読む文章:
----
巷には「1on1入門」のコンテンツが数多く存在します。それらは、対話力、コーチングスキル、傾聴力といった「コミュニケーション」にまつわる「能力・スキル」の解説しているものがほとんど。
その一方で、あまり語られることがないのが「仕組み化」という切り口。特に1on1に対して苦手意識を持つ人であれば、「スキル」よりも「仕組み」に注目する方が成果を出せることがあります。
そこで今回、4つのコツとステップで1on1を軌道に乗せる仕組みを紹介します。
これはある企業500人を対象にした1on1の実証試験を基にしています。半年後に、売り上げや離職率にして最大2割ほどの改善がみられました(記事の最後に紹介)。つまり、結果を出す1on1でやっていることとなります。
本記事では、以下の2点を基本的なスタンスにしています。
📌最初はうまくいかなくて当然
📌1on1はPDCAを回して改善できるもの
なお、本記事はマネジャー向けに書かれているものの、メンバーが取り入れる内容も多分に含まれています。せっかく1on1をやるのであれば、有意義な時間にするためにもぜひ参考にしてください。
目次
最初はうまくいかなくて当然
1on1をするうえで、最初に頭に入れるべきことがあります。それは「上司」と「部下」の関係についてです。
ほとんどの場合、人事異動などの会社による辞令で「たまたま(偶然)」生じた関係でしょう。相性や、「あの人と一緒に働きたい」といった希望はほぼ斟酌(しんしゃく)されずに決まります。
そして、個人と個人の関係性を構築する前に、いきなり上司・部下という「役割対役割」の関係になります。しかも、上司の方針次第では、仕事のやり方を変えることを余儀なくされ、さらには人事評価を含めてキャリアに大きな影響を及ぼします。
したがって、上司と部下の間で緊張感や警戒感があっても不思議ではないし、最初から何でも話せるような状況ではないでしょう。

そう考えると、上司・部下の1on1がぎこちなくなるのは「当然」です。
そこで、「ぎこちない1on1」を出発点に、いかにして上司・部下の信頼関係を構築し、かつ部下のパフォーマンスを引き出し、結果として1on1を実り多いものにしていくという発想へ転換します。
これは、1on1をうまくこなす「能力・スキル」を身に付けるだけでなく、1on1を軌道に乗せるための「仕組み」を導入するという発想を持つことにもつながります。
以下に4つに分けたプロセスとポイントを紹介します。
ボタンの掛け違いを防ぐ
1on1とはずばり「部下のための時間」。
したがって、1on1で話すテーマは「部下が決める」仕組み(ルール)にします。
併せて、部下が上司に「期待する対応」も伝えられるようにします。対応とは、「具体的なアドバイスが欲しい」「一緒に考えてほしい」「話を聞いてほしい」「意見を聞きたい」「報告したい」といったことです。

この仕組みを取り入れると、以下の3つのメリットが生まれます。
----
提供された行:
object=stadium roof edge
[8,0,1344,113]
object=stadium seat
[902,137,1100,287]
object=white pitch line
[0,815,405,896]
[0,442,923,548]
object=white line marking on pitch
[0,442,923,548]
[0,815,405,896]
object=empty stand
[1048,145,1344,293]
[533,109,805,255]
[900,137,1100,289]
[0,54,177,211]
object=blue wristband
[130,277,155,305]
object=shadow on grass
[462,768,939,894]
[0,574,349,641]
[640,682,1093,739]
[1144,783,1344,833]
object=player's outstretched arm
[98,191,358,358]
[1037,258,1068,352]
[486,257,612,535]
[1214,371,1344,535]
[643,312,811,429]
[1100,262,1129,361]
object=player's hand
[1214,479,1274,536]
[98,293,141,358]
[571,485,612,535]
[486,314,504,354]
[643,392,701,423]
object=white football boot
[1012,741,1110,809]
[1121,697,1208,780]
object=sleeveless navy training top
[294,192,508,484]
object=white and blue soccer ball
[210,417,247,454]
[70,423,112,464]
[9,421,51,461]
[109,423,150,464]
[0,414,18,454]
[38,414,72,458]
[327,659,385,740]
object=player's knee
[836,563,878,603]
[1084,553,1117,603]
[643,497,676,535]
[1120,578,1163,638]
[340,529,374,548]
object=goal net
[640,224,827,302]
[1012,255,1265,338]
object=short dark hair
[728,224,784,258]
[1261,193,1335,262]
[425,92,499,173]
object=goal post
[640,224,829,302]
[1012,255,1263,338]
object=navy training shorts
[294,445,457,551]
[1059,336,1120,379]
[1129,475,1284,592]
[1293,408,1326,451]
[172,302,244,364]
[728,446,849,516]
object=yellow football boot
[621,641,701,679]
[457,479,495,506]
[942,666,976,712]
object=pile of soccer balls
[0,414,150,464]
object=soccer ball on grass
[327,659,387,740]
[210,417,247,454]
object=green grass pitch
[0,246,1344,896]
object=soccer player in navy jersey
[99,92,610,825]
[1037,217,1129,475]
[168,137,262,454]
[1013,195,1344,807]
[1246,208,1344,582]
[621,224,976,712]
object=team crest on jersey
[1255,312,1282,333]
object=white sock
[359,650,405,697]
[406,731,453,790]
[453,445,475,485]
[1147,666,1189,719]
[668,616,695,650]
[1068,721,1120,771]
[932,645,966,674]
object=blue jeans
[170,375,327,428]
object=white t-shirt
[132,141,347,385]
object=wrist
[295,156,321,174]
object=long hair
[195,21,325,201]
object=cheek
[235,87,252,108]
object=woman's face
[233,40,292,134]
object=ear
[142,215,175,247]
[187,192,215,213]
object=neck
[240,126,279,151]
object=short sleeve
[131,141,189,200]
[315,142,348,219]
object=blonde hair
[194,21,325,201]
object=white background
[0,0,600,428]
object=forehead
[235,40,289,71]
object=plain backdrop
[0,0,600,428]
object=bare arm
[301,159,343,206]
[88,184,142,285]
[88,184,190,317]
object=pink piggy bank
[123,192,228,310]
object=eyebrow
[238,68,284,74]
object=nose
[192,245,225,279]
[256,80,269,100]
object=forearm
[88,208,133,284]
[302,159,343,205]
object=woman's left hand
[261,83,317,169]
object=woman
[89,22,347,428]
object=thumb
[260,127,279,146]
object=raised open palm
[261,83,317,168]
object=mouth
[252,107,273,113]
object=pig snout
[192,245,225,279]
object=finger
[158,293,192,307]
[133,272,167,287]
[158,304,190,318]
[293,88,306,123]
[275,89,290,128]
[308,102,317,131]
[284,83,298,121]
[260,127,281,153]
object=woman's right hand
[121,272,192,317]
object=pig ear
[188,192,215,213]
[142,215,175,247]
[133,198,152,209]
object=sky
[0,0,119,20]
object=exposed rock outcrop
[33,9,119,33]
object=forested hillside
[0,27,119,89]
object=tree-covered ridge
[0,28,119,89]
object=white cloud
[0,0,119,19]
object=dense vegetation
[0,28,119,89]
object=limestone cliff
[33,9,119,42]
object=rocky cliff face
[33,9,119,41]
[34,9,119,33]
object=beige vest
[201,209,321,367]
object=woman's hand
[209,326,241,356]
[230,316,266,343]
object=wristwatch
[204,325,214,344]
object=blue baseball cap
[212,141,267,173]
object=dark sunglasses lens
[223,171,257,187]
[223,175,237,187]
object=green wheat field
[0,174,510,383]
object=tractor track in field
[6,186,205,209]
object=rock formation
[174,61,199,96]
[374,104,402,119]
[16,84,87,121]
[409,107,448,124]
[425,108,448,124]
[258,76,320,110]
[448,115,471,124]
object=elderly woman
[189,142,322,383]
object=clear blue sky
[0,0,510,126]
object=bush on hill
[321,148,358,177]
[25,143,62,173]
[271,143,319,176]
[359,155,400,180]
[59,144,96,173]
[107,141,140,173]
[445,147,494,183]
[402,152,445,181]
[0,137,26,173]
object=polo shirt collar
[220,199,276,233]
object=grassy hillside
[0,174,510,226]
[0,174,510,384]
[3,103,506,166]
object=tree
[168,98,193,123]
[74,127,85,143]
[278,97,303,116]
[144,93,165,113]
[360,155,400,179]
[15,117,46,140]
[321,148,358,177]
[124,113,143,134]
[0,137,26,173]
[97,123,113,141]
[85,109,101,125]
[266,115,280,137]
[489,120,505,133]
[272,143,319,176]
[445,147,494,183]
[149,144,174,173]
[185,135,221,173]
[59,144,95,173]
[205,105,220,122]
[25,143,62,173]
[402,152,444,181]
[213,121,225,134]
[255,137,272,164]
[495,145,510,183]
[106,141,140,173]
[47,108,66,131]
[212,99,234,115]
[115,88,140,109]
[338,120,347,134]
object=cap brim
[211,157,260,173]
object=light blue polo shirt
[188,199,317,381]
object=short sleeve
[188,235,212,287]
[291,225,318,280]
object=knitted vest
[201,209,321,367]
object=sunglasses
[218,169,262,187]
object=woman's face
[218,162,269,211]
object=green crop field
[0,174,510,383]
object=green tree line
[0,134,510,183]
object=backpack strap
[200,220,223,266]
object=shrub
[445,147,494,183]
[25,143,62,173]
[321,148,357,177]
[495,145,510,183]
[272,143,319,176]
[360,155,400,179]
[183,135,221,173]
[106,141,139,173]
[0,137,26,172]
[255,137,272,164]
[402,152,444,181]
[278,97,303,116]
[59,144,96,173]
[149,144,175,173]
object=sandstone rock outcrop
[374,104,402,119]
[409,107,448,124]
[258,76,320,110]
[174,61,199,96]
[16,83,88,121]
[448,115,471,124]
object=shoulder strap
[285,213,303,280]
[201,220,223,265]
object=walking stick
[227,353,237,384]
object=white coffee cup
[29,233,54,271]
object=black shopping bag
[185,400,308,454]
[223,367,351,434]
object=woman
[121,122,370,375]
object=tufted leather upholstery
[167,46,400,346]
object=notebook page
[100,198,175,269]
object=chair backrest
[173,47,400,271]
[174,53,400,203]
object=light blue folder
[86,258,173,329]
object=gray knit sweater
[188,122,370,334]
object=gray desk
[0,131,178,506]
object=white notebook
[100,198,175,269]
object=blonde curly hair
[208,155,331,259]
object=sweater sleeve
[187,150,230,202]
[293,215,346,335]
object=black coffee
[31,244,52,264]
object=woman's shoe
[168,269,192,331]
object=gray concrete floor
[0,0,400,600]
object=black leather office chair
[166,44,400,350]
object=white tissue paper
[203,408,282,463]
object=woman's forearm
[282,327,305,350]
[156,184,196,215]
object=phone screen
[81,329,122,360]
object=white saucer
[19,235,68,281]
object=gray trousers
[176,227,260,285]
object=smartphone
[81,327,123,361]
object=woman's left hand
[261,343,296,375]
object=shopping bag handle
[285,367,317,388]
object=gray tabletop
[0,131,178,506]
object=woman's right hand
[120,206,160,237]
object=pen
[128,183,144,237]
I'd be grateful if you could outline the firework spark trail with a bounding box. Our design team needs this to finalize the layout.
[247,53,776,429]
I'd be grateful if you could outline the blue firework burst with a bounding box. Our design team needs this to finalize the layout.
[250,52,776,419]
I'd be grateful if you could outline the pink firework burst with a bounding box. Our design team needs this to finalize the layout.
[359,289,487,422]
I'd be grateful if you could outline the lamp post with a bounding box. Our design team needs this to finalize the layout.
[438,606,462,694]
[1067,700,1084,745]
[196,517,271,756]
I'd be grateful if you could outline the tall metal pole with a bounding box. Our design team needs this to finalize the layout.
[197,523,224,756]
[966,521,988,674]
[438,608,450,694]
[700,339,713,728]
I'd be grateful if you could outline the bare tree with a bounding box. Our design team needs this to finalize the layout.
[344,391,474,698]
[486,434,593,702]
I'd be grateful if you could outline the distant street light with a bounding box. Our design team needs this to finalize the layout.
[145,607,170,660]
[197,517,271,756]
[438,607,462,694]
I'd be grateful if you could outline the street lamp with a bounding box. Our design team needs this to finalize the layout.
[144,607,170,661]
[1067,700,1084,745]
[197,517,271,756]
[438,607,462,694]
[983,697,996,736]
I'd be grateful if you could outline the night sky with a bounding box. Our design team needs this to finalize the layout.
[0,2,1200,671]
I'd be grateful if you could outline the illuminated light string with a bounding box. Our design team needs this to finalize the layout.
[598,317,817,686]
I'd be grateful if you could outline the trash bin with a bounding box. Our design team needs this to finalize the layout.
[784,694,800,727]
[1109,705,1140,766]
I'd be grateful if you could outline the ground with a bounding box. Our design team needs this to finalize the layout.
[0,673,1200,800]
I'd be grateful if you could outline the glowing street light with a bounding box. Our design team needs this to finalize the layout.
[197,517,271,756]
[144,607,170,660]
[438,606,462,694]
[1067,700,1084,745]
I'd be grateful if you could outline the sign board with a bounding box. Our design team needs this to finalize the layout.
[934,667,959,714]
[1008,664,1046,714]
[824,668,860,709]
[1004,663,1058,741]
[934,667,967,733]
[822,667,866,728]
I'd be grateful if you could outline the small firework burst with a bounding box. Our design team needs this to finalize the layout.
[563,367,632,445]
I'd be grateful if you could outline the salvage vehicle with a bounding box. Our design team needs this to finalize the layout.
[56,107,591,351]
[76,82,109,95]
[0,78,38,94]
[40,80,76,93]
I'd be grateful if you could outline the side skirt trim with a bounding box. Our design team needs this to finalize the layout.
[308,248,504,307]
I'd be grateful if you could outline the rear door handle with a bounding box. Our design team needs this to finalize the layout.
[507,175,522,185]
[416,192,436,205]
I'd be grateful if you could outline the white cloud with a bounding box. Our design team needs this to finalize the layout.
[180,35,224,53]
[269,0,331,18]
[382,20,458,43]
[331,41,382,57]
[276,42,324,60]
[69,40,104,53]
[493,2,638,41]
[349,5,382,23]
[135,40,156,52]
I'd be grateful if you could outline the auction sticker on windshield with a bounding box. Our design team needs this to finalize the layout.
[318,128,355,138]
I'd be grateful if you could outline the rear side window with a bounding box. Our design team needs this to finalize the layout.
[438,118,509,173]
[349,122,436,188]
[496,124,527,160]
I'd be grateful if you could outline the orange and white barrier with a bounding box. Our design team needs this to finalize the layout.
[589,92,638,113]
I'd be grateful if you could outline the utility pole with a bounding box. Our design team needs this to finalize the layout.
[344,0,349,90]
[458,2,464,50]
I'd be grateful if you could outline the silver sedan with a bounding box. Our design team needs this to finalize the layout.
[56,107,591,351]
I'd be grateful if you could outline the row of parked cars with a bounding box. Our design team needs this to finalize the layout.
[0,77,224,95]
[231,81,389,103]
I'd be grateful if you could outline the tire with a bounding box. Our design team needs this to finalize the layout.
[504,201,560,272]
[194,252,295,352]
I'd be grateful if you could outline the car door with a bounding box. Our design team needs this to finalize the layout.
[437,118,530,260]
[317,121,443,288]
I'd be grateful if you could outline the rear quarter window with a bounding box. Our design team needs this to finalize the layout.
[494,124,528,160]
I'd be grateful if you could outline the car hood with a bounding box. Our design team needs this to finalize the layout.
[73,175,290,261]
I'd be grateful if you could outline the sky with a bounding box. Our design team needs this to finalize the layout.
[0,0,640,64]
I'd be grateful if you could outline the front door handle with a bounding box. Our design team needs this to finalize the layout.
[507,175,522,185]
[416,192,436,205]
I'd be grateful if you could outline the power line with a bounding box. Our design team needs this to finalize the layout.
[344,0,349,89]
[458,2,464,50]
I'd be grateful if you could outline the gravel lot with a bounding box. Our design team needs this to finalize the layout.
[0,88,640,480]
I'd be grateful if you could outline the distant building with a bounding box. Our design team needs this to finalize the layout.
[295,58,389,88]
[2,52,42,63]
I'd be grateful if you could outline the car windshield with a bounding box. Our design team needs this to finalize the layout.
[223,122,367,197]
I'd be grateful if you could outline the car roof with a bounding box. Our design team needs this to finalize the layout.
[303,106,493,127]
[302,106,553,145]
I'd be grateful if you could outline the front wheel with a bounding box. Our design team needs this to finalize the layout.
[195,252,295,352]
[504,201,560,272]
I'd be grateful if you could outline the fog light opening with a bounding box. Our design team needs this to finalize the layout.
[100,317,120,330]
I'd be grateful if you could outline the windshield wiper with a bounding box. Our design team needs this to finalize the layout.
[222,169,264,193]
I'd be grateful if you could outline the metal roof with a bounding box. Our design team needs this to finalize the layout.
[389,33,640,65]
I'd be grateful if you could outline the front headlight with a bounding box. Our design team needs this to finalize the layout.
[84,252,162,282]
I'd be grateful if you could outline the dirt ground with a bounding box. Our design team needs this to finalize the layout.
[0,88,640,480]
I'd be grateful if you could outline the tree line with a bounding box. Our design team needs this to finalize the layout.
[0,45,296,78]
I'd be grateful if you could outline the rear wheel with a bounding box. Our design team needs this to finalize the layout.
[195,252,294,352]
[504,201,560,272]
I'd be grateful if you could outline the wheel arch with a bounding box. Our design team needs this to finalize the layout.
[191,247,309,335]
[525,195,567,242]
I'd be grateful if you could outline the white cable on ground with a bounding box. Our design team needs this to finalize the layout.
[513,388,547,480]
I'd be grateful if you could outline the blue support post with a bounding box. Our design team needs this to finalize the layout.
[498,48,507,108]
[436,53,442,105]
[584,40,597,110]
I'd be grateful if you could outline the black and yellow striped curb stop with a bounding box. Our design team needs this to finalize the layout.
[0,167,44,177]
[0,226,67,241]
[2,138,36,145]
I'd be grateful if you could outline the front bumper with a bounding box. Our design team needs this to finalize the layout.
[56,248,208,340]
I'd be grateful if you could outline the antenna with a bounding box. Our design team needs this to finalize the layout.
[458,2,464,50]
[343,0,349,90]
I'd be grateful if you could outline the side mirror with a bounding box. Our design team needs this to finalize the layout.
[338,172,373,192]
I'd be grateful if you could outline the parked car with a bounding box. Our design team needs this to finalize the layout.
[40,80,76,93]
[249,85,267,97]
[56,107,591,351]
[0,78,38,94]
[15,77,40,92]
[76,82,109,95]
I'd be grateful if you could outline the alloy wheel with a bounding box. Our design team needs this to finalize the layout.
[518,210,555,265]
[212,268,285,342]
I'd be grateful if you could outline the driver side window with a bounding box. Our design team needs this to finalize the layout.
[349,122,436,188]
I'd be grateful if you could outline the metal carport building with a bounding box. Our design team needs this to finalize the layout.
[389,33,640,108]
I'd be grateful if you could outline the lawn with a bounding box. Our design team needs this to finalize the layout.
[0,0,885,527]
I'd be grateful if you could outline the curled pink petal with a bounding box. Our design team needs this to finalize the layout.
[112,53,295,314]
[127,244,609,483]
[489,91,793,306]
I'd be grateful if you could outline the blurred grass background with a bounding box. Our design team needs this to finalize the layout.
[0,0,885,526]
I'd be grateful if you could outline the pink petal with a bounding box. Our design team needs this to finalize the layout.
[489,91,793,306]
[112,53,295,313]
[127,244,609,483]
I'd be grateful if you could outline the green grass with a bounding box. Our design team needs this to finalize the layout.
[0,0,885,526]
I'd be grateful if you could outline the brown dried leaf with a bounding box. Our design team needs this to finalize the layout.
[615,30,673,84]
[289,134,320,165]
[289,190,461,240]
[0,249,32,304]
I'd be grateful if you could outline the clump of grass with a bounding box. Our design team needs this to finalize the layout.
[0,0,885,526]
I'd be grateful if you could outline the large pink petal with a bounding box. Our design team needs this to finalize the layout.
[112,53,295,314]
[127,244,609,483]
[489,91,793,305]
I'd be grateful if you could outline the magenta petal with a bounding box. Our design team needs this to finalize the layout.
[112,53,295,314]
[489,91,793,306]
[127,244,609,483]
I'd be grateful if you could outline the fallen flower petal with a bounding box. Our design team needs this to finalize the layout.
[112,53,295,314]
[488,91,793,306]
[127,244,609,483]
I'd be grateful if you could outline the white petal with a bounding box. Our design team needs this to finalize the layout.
----
作業内容:
1on1の記事のうち、「本記事では、以下の2点を基本的なスタンスにしています。」から「は「上司」と「部下」の関係についてです。」までをすべて、一字も変えずに書き出してください。

完成した回答:
本記事では、以下の2点を基本的なスタンスにしています。
📌最初はうまくいかなくて当然
📌1on1はPDCAを回して改善できるもの
なお、本記事はマネジャー向けに書かれているものの、メンバーが取り入れる内容も多分に含まれています。せっかく1on1をやるのであれば、有意義な時間にするためにもぜひ参考にしてください。
目次
最初はうまくいかなくて当然
1on1をするうえで、最初に頭に入れるべきことがあります。それは「上司」と「部下」の関係についてです。